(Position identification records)
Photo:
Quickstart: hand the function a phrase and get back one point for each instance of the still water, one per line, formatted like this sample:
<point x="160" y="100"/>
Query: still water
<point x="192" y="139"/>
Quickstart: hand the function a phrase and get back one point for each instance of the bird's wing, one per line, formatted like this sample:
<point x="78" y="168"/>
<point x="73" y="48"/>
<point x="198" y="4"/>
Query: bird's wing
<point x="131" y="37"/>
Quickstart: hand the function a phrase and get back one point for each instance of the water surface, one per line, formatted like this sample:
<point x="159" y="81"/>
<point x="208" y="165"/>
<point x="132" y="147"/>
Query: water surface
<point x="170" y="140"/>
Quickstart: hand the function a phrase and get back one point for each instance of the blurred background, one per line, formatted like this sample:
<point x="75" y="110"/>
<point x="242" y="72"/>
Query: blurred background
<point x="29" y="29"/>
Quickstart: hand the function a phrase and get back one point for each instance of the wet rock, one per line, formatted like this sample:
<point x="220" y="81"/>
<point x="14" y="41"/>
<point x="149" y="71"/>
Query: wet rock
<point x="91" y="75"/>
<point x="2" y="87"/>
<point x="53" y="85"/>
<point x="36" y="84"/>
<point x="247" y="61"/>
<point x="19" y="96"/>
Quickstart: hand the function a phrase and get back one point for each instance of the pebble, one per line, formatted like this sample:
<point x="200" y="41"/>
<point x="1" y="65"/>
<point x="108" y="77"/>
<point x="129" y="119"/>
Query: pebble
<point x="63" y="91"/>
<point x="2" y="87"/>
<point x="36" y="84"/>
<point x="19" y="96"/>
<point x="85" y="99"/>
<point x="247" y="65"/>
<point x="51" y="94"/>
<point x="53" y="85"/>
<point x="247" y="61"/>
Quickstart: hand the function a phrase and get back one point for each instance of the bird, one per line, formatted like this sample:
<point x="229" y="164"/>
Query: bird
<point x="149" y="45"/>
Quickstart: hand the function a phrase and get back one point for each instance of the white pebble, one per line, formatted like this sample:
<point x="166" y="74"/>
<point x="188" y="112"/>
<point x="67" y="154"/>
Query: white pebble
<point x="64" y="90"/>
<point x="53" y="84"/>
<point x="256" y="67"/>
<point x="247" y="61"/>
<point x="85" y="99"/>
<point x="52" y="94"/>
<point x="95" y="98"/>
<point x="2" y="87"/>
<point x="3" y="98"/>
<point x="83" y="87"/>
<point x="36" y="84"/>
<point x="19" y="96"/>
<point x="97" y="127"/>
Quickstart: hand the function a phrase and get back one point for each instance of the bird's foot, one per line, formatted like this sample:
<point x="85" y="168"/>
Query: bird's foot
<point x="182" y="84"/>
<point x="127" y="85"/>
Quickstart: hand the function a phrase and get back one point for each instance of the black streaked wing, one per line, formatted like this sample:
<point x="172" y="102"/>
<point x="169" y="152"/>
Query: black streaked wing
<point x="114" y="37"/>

[Instructions to follow]
Rewrite the listing above, replacing every occurrence of "hand the function" with "pass the function" and leaving everything else unchanged.

[Answer]
Photo:
Quickstart: pass the function a phrase and get back one point for each instance of the still water, one per line, formatted like this sample:
<point x="160" y="100"/>
Query: still water
<point x="192" y="139"/>
Quickstart: pass the function a phrase and get back one point for each instance of the bird's wing, one per line, formatted like this sample:
<point x="78" y="168"/>
<point x="73" y="48"/>
<point x="198" y="4"/>
Query: bird's wing
<point x="131" y="37"/>
Quickstart: pass the function a phrase and get back one point for each instance of the water surface, one per line, formatted like this sample:
<point x="159" y="81"/>
<point x="208" y="165"/>
<point x="132" y="147"/>
Query: water surface
<point x="170" y="140"/>
Quickstart: pass the function a phrase and get back one point for each instance of the blurred background, one per line, formatted like this sample:
<point x="75" y="110"/>
<point x="242" y="72"/>
Query: blurred background
<point x="29" y="29"/>
Quickstart: pass the function a phrase and get back one point for each instance of the wet rock, one per line, formatted like this sample:
<point x="220" y="81"/>
<point x="14" y="41"/>
<point x="149" y="71"/>
Query: wet rock
<point x="91" y="75"/>
<point x="2" y="87"/>
<point x="53" y="85"/>
<point x="36" y="84"/>
<point x="247" y="61"/>
<point x="19" y="96"/>
Quickstart: pass the function a phrase and get back one point for each instance of the pebble, one per line, formatted like this sample:
<point x="200" y="41"/>
<point x="1" y="65"/>
<point x="108" y="77"/>
<point x="129" y="119"/>
Query: pebble
<point x="63" y="91"/>
<point x="2" y="87"/>
<point x="36" y="84"/>
<point x="19" y="96"/>
<point x="85" y="99"/>
<point x="247" y="65"/>
<point x="51" y="94"/>
<point x="53" y="85"/>
<point x="247" y="61"/>
Quickstart: pass the function a phrase and get back one point for each instance of the bird, one per line, formatted like this sample:
<point x="229" y="164"/>
Query: bird
<point x="149" y="45"/>
Quickstart: pass the function a phrase and get back one point for each instance of the white pebble, one per line, formatted like this sample:
<point x="166" y="74"/>
<point x="188" y="112"/>
<point x="67" y="154"/>
Query: white pebble
<point x="64" y="90"/>
<point x="53" y="84"/>
<point x="256" y="67"/>
<point x="247" y="61"/>
<point x="85" y="99"/>
<point x="52" y="94"/>
<point x="95" y="98"/>
<point x="2" y="87"/>
<point x="3" y="98"/>
<point x="83" y="87"/>
<point x="36" y="84"/>
<point x="19" y="96"/>
<point x="97" y="127"/>
Quickstart: pass the function a phrase and get back one point for each instance of the bird's foot, one per line, formatted like this sample:
<point x="85" y="168"/>
Query: bird's foot
<point x="182" y="84"/>
<point x="127" y="85"/>
Quickstart: pass the function a phrase and get back one point for each instance of the black streaked wing, one per line, formatted like this sample:
<point x="172" y="102"/>
<point x="169" y="152"/>
Query: black streaked wing
<point x="114" y="37"/>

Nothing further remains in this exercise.